┌────────
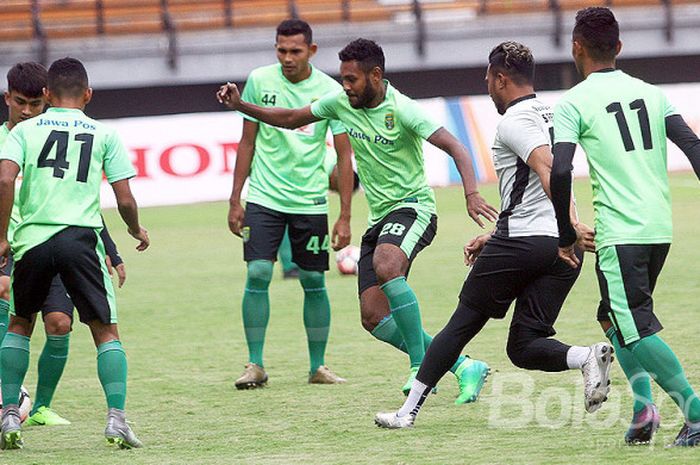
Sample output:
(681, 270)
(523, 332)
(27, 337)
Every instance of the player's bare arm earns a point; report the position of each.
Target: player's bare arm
(476, 204)
(341, 230)
(8, 173)
(560, 187)
(244, 159)
(290, 118)
(128, 210)
(680, 134)
(540, 160)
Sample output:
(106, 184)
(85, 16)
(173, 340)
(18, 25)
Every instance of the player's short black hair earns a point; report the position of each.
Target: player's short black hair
(292, 27)
(515, 60)
(67, 77)
(29, 79)
(367, 53)
(597, 30)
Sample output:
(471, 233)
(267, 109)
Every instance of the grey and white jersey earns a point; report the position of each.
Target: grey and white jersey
(525, 208)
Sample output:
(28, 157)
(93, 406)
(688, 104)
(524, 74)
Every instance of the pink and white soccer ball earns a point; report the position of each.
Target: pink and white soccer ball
(347, 259)
(25, 404)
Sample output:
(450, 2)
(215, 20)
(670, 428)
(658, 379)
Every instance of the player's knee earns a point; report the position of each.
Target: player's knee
(260, 273)
(517, 350)
(312, 279)
(58, 326)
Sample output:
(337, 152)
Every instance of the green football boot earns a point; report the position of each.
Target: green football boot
(11, 434)
(46, 417)
(471, 376)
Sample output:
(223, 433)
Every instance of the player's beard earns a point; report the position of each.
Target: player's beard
(368, 94)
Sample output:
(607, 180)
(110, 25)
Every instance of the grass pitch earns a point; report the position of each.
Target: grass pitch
(179, 315)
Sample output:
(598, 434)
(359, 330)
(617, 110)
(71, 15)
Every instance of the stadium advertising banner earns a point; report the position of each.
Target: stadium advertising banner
(190, 158)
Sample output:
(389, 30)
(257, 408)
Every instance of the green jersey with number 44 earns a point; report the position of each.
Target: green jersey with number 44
(62, 155)
(388, 145)
(620, 123)
(288, 171)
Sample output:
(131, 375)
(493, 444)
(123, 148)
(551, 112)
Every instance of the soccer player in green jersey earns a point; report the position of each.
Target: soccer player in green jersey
(622, 124)
(25, 99)
(387, 130)
(62, 155)
(288, 189)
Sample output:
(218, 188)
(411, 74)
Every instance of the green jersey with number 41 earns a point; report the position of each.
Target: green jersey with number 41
(288, 171)
(620, 122)
(62, 154)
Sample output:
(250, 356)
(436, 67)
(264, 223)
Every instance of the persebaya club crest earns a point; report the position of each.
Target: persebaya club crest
(389, 120)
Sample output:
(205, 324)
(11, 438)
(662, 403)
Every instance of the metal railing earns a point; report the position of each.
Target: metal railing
(345, 11)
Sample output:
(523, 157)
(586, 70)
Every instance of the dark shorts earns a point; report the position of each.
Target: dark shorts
(76, 255)
(524, 269)
(627, 277)
(58, 299)
(7, 269)
(264, 229)
(410, 229)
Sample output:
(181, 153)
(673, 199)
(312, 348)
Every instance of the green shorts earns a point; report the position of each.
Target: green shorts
(627, 277)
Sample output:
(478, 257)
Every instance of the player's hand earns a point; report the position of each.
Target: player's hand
(473, 248)
(121, 273)
(341, 234)
(477, 206)
(4, 252)
(236, 217)
(229, 95)
(585, 237)
(142, 236)
(568, 255)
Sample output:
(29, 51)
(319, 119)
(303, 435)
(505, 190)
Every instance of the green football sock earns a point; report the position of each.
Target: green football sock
(4, 319)
(285, 253)
(111, 370)
(256, 308)
(14, 359)
(51, 364)
(404, 308)
(659, 360)
(388, 332)
(317, 315)
(639, 379)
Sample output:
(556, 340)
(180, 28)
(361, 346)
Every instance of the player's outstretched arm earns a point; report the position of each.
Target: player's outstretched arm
(290, 118)
(128, 210)
(8, 173)
(114, 260)
(244, 159)
(476, 205)
(560, 186)
(341, 230)
(680, 134)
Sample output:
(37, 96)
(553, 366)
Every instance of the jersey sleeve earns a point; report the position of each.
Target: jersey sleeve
(248, 95)
(415, 118)
(325, 107)
(567, 123)
(117, 165)
(522, 133)
(13, 148)
(669, 109)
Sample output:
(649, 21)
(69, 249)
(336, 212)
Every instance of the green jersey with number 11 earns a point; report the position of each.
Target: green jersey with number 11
(620, 122)
(62, 155)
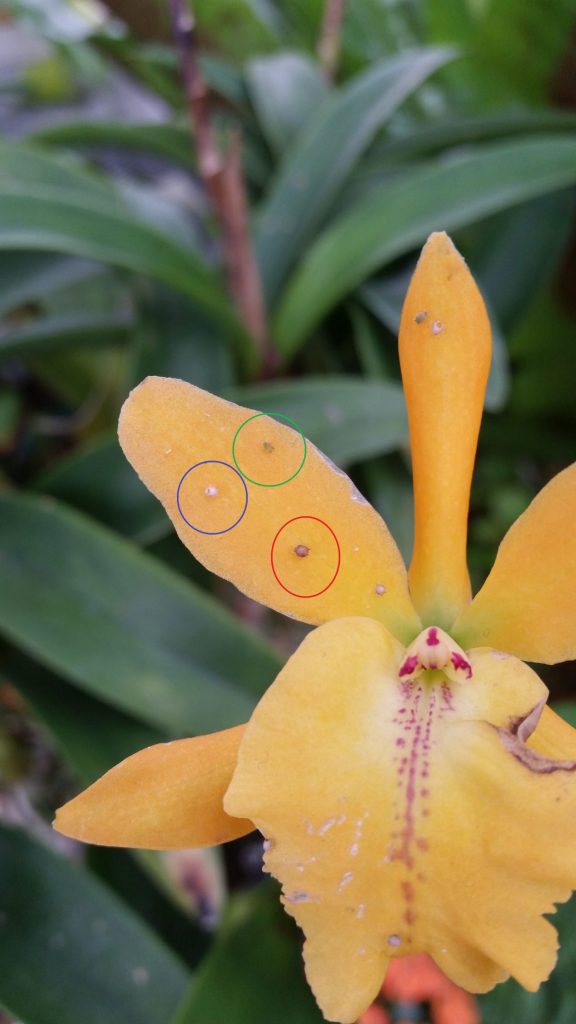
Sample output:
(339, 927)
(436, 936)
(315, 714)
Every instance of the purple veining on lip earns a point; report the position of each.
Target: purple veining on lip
(460, 664)
(409, 844)
(410, 666)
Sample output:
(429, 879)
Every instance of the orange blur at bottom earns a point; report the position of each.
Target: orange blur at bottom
(417, 979)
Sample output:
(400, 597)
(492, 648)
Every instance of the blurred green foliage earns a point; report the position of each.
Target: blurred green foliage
(457, 116)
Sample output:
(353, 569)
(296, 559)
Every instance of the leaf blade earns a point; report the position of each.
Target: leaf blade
(398, 217)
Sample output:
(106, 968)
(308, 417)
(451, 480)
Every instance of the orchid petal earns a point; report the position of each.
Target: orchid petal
(311, 547)
(445, 357)
(166, 797)
(398, 813)
(528, 603)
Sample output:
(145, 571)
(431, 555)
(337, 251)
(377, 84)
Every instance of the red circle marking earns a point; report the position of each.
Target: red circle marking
(329, 584)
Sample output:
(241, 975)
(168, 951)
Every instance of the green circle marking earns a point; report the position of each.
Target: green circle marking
(280, 416)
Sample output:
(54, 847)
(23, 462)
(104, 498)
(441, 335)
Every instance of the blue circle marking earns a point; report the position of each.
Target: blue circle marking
(212, 462)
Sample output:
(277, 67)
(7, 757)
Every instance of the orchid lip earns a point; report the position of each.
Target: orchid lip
(435, 650)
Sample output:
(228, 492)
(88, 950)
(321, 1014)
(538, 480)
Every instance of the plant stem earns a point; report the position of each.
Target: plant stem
(223, 179)
(330, 36)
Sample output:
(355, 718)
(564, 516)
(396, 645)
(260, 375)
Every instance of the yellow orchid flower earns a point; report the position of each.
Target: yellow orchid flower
(415, 793)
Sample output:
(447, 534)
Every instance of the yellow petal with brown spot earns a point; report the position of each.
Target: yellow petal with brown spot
(397, 815)
(166, 797)
(445, 350)
(311, 547)
(528, 603)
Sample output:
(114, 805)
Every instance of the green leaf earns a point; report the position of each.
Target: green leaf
(90, 735)
(176, 339)
(239, 28)
(286, 89)
(48, 204)
(453, 131)
(112, 620)
(70, 951)
(556, 999)
(254, 974)
(98, 480)
(325, 154)
(400, 215)
(165, 140)
(347, 418)
(59, 333)
(28, 276)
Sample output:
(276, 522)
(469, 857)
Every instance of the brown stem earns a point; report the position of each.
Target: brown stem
(223, 179)
(330, 36)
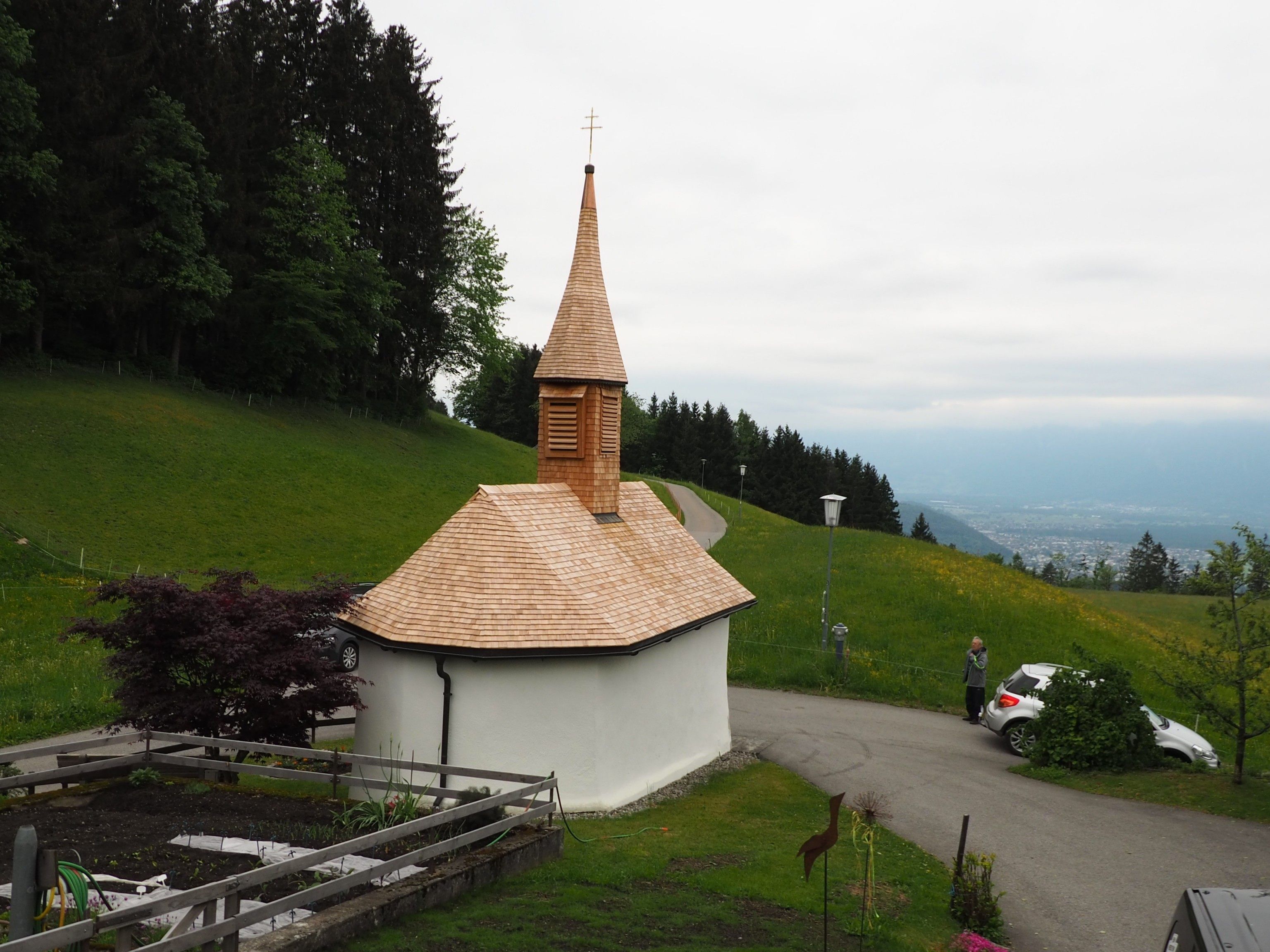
└────────
INSTRUCTION — List every line in the rows above that contains the string "persebaya", matching case exactly.

EXERCISE ANSWER —
Every instance of the persebaya club crest earns a point; report the position of each.
Target: persebaya club crest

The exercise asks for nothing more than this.